Start of Block

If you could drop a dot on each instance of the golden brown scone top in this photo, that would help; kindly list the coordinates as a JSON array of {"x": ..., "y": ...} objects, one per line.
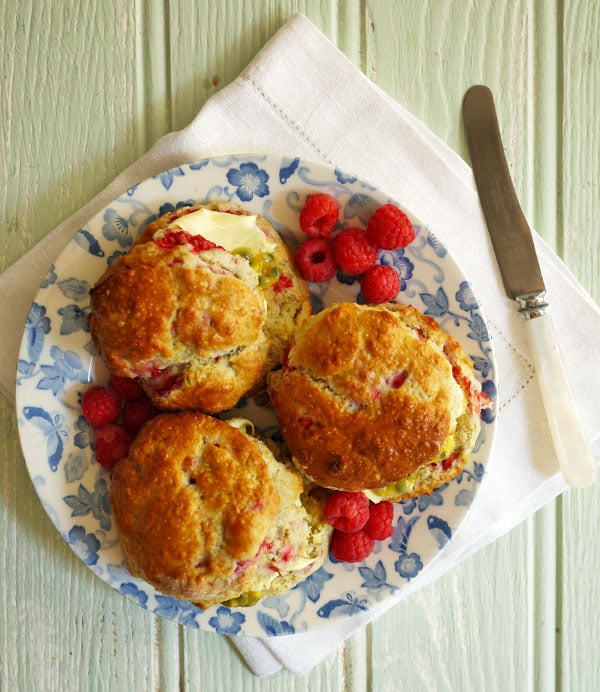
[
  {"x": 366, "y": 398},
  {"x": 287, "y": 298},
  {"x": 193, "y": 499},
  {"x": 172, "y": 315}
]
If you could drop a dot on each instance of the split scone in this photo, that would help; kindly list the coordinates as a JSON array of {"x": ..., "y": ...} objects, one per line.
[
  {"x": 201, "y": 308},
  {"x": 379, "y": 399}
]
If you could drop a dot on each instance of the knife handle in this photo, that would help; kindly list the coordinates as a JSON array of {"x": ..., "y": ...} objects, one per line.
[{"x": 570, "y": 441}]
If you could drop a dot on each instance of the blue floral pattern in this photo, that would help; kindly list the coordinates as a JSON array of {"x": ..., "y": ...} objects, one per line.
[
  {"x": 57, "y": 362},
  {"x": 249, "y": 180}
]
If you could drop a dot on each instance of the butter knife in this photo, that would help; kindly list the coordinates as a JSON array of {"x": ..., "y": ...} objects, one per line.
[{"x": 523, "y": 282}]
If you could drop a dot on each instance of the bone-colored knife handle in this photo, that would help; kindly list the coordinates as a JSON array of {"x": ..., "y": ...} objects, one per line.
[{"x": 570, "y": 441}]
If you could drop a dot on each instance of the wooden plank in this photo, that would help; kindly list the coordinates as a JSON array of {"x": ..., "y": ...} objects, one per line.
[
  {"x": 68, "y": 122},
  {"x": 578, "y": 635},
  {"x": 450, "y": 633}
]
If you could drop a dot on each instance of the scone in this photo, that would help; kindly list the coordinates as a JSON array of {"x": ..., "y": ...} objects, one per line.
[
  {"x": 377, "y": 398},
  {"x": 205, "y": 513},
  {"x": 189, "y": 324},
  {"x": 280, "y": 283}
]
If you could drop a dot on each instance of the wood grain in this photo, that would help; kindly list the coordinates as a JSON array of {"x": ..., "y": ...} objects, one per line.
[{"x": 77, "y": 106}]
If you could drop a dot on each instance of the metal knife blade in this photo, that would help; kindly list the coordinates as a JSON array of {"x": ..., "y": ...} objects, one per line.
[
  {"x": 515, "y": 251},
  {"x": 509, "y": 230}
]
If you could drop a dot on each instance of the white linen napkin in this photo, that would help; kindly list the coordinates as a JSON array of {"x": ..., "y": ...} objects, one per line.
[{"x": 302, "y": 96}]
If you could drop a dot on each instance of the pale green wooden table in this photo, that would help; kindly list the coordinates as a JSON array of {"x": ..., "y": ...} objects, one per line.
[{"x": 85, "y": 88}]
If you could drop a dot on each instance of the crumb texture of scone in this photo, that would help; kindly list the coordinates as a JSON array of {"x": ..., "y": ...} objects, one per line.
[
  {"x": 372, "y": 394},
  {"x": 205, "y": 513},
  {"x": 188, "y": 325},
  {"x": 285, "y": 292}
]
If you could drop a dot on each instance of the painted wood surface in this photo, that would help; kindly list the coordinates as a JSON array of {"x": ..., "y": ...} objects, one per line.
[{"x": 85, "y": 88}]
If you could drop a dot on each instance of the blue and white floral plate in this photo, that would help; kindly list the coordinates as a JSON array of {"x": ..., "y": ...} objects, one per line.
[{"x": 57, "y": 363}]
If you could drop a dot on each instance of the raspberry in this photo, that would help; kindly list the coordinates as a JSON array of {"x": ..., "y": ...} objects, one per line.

End of Block

== WHAT YOU WILL DO ==
Write out the whole listing again, exactly, with no pictures.

== ANSWER SECTION ==
If you could drop a dot on each instance of the golden brown scone top in this photo, that would help; kindly list the coordinates as a JSON array of {"x": ..., "y": ...} objects, one per line.
[
  {"x": 366, "y": 398},
  {"x": 287, "y": 298},
  {"x": 193, "y": 499},
  {"x": 172, "y": 315}
]
If you could drop a dot on each instance of the split scone in this photo, that would help; kindly list the coordinates as a JSON array of {"x": ..., "y": ...} objects, one per line.
[
  {"x": 201, "y": 308},
  {"x": 379, "y": 399}
]
If you could drop a dot on each instance of the knife handle in this photo, that would help; kindly list the coordinates as a JSON array of {"x": ..., "y": ...} objects, one per line.
[{"x": 570, "y": 441}]
If you could drop a dot on each instance of the blue floral pattern in this photo, that would help; kindly list the coordinates as a JSON array of {"x": ..., "y": ...} objects, one per line.
[
  {"x": 57, "y": 362},
  {"x": 249, "y": 180}
]
If you could drop a dot on each instance of the butter knife in this photo, that would help; kindly list the coordinates as a JSON array of {"x": ..., "y": ...} objects, one per line.
[{"x": 523, "y": 282}]
If you could drop a dot on each instance of the bone-colored knife handle in this photo, that would help; kindly list the coordinates as a JSON array of {"x": ..., "y": ...} objects, one per line.
[{"x": 570, "y": 441}]
If you could drop a dot on each instance of the wooden plank in this photo, that would help; kindly list the coordinates as a JSON array of {"x": ..., "y": ...} objects, one per line.
[
  {"x": 68, "y": 122},
  {"x": 578, "y": 635},
  {"x": 450, "y": 633}
]
If you could drop a dot on each instance of the scone in this photo, that would help; kindly list the coordinates as a JSON array of {"x": ..., "y": ...} objects, one per line.
[
  {"x": 377, "y": 398},
  {"x": 205, "y": 513},
  {"x": 189, "y": 324},
  {"x": 280, "y": 283}
]
If you could drop a dot on each instance of the wood grain in this photo, that would help; kindly list the coordinates as a JSON array of {"x": ..., "y": ...} objects, one per line.
[{"x": 77, "y": 106}]
If you could drop a dot on each instance of the metal knife blade in this photo, that would help; kindly list the coordinates as a JSON array of {"x": ..., "y": ...} objects, one per line.
[
  {"x": 515, "y": 251},
  {"x": 509, "y": 230}
]
If you could drop a dot on each instance of the white linen napkin in this photo, that would help; kindly list the coordinates as a JSON array of {"x": ..., "y": ...} objects, one per line.
[{"x": 302, "y": 96}]
If you could drop a dot on each instance of the pale green wooden table in this photo, that would help; kindly list the coordinates as a JSON array of {"x": ..., "y": ...} objects, one per line.
[{"x": 85, "y": 88}]
If you could drop a dot on each instance of the crumb texture of scone in this photo, that would help; kindly list the coordinates as a JSON array of {"x": ..., "y": ...} objects, one per line.
[
  {"x": 372, "y": 394},
  {"x": 205, "y": 513},
  {"x": 188, "y": 325},
  {"x": 285, "y": 292}
]
If you could drop a dot on each instance of the painted wood surface in this photo, that would help; kindly list the coordinates as a JSON array of {"x": ..., "y": ...} objects, one per line.
[{"x": 85, "y": 88}]
If you could drop a dot on each instance of the blue and white floral plate in this photo, that would help; kindly list the coordinates as a JSON array of {"x": ..., "y": ...} objects, one per line.
[{"x": 57, "y": 363}]
If you could drop a dot on each instance of the raspberry in this photo, that would help; kindly list the coordinates as a JSON array of {"x": ..., "y": ...} objects, one per line.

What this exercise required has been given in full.